WORK ORDER: Whatever appears in the records apart from pictures must be reproduced exactly.

PROVIDED RECORDS:
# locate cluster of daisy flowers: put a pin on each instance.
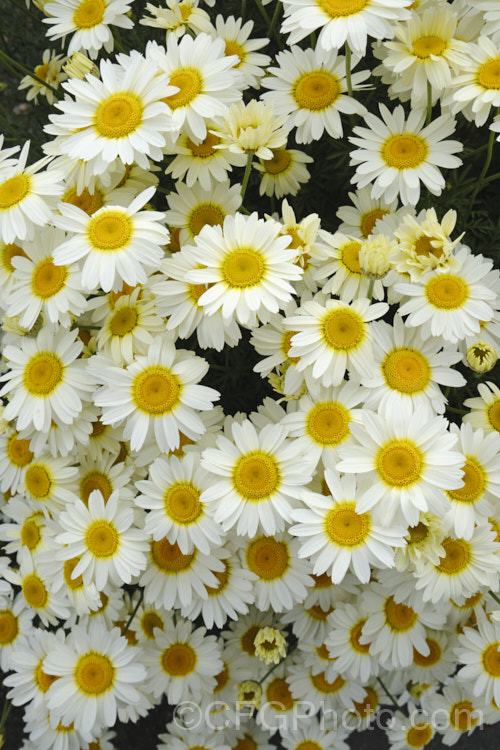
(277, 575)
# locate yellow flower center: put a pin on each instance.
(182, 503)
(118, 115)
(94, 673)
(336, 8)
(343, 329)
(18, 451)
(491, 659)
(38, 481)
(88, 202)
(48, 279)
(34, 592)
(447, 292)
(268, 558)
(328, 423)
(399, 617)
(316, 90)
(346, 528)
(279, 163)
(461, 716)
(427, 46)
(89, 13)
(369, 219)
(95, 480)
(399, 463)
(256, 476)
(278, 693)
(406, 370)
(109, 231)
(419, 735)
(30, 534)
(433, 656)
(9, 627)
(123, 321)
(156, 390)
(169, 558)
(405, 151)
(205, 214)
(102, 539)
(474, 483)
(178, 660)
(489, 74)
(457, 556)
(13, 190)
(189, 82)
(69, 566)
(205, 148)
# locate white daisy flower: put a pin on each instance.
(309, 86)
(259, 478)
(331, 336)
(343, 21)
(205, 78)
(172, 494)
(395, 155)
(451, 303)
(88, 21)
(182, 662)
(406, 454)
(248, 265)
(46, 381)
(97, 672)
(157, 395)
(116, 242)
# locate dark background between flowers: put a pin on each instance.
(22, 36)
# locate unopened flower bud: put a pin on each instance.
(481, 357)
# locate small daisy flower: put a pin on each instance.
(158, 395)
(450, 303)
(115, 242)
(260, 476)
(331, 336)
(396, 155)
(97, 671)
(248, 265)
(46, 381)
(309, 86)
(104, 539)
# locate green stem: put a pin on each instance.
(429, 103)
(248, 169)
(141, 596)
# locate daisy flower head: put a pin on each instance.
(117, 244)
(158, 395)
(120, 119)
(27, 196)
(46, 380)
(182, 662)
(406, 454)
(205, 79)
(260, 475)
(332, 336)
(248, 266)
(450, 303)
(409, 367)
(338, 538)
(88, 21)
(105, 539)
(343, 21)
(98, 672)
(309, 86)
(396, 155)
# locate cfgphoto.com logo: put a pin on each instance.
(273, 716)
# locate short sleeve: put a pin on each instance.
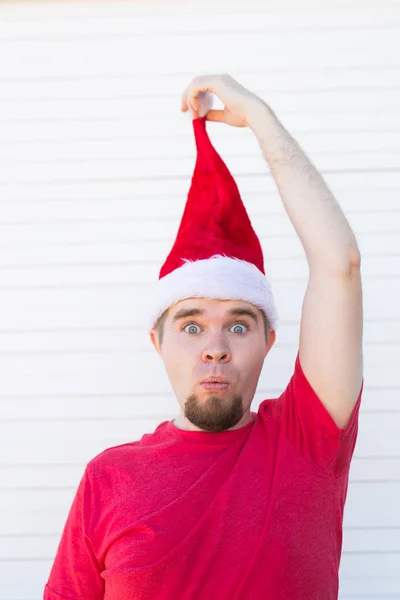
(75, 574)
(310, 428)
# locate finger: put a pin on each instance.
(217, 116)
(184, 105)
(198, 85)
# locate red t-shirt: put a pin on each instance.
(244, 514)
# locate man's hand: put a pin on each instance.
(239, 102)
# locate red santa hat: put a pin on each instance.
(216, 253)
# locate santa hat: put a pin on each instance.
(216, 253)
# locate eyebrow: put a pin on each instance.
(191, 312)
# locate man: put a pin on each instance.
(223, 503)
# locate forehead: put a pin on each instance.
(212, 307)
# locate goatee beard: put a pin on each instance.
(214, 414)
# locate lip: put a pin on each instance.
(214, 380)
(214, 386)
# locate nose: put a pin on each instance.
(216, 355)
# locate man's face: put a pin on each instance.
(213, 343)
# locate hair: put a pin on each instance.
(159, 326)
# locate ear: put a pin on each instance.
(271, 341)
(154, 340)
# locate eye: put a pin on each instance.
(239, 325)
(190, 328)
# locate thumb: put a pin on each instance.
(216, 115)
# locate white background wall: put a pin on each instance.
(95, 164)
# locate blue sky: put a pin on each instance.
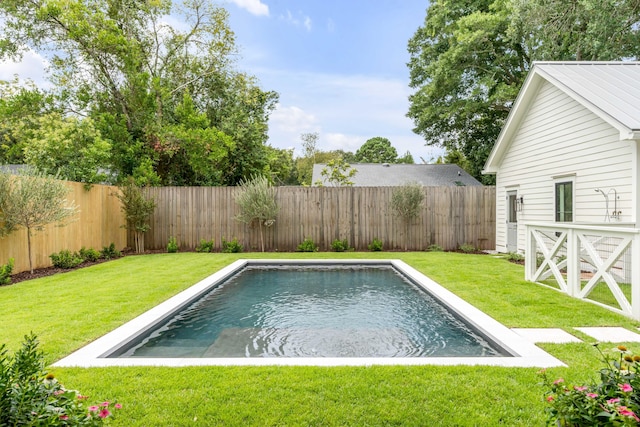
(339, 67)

RESULT OF THE TASK:
# locate cluster of daisy flowers: put a pin on each instance.
(277, 575)
# locate yellow flower center: put a pin on each instance.
(182, 503)
(118, 115)
(94, 673)
(336, 8)
(343, 329)
(18, 451)
(491, 659)
(38, 481)
(88, 202)
(48, 279)
(34, 592)
(447, 292)
(268, 558)
(328, 423)
(399, 617)
(316, 90)
(346, 528)
(279, 163)
(461, 716)
(427, 46)
(89, 13)
(369, 219)
(95, 480)
(399, 463)
(256, 476)
(278, 693)
(406, 370)
(109, 231)
(419, 735)
(30, 534)
(433, 656)
(9, 627)
(123, 321)
(156, 390)
(169, 558)
(405, 151)
(205, 214)
(102, 539)
(474, 483)
(178, 660)
(489, 74)
(457, 556)
(13, 190)
(189, 82)
(69, 566)
(205, 148)
# locate white daisy flower: put a pin on each instance.
(309, 86)
(259, 478)
(331, 336)
(343, 21)
(205, 78)
(172, 494)
(395, 155)
(451, 303)
(88, 21)
(182, 662)
(406, 454)
(248, 265)
(46, 381)
(97, 672)
(157, 395)
(116, 242)
# locate dark background between flowers: put a pin on each instance.
(22, 36)
# locate unopened flower bud: put a pin on each instance.
(481, 357)
# locate small daisy flower: put a pin on each instance.
(158, 395)
(450, 303)
(115, 242)
(260, 476)
(331, 336)
(396, 155)
(97, 671)
(248, 265)
(46, 381)
(309, 86)
(104, 539)
# locate green stem: put a pin on each instance.
(429, 103)
(248, 169)
(141, 596)
# locate daisy flower head: put a pin on each instance.
(117, 244)
(158, 395)
(120, 119)
(27, 196)
(46, 380)
(182, 662)
(406, 454)
(205, 79)
(260, 475)
(332, 336)
(248, 266)
(450, 303)
(409, 367)
(338, 538)
(88, 21)
(105, 539)
(343, 21)
(98, 672)
(309, 86)
(396, 155)
# locate cfgphoto.com logo: put a pin on each instance.
(273, 716)
# locate short sleeve: put a pin on each instance.
(75, 574)
(310, 428)
# locate finger: put a pin on each instance.
(217, 116)
(184, 105)
(198, 85)
# locate red t-shirt: put a pin on each instance.
(244, 514)
# locate man's hand: put a pin on each instance.
(239, 102)
# locate red santa hat: put a pin on each instance.
(216, 253)
# locate santa hat: put a pin on each instance.
(216, 253)
# locate eyebrow: put a pin on each instance.
(191, 312)
# locate man: put a pin on each instance.
(223, 503)
# locate forehead: put a pin on each instance.
(212, 307)
# locate goatee beard: put a pin on each instance.
(214, 414)
# locate lip: put a pin on each instance.
(214, 380)
(214, 386)
# locate nose: put a pin on each instance.
(216, 355)
# locate man's face: put a pin on each instance.
(213, 343)
# locate hair: put a pin on each instance.
(159, 326)
# locate ear: put a pin on each instance.
(271, 341)
(154, 340)
# locate eye: put a pin on each instance.
(239, 325)
(190, 328)
# locate thumb: put a pin on each instance.
(216, 115)
# locate white background wall: put a pin on each instance.
(95, 164)
# locate blue sky: put a pin on each instance.
(339, 67)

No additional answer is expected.